Work instruction :: What lines of the data below hold "site"? Show them.

The input ::

───

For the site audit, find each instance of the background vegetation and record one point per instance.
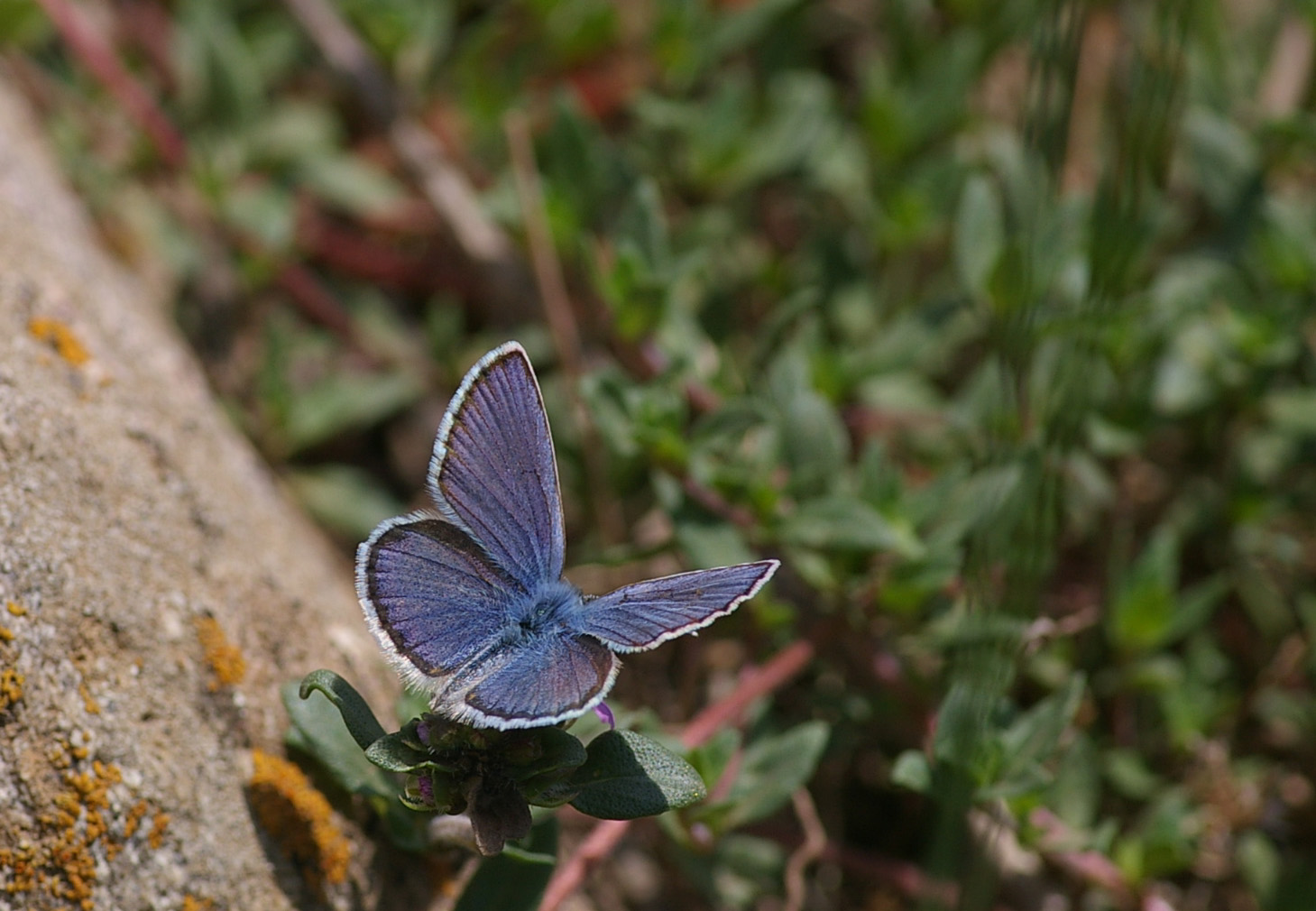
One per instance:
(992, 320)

───

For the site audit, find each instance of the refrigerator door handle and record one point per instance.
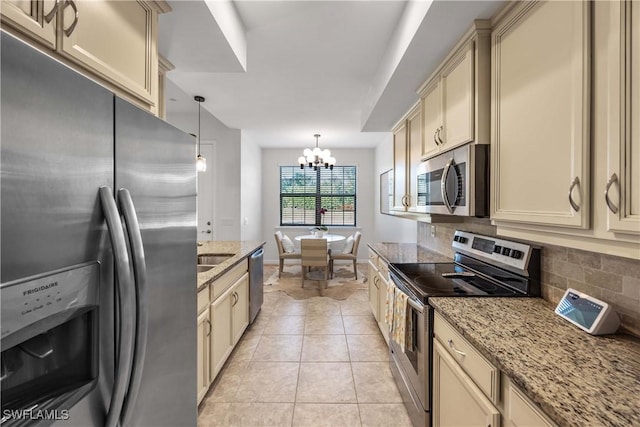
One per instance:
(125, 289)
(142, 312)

───

Task result ::
For the site audit, find each instance of the background vegetation and record one point per instance.
For the site audit, find each instance of the refrigerator door handle and record one point per instance.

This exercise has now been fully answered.